start

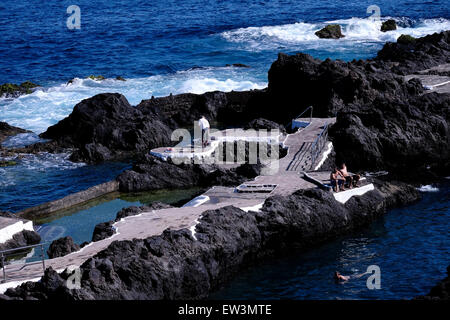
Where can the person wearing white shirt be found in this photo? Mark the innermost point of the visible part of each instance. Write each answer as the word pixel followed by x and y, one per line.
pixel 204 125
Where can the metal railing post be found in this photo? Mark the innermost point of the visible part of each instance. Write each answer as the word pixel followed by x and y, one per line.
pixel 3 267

end
start

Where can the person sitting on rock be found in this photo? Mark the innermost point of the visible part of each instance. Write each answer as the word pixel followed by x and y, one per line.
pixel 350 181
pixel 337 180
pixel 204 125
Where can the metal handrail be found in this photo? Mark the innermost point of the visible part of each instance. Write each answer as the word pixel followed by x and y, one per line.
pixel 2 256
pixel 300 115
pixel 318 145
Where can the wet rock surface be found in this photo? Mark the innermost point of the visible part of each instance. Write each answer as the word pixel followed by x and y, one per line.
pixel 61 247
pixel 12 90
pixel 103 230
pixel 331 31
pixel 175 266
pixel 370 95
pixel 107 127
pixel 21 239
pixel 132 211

end

» Stated goal
In the entries from the line with "Where can the person wearing" to the line with "pixel 3 267", switch "innermost" to "central". Write out only those lines again, with everything else left the same.

» In response
Where can the person wearing white shirt be found in this photo? Mark the central point of the visible part of each instance. Write each answer as the word pixel followed by x and y, one per line.
pixel 204 125
Where can the metal railing post be found in this photo? Mark the central point of the visible part of each instance. Write each answer as the word pixel followed by x and y, one per line.
pixel 3 267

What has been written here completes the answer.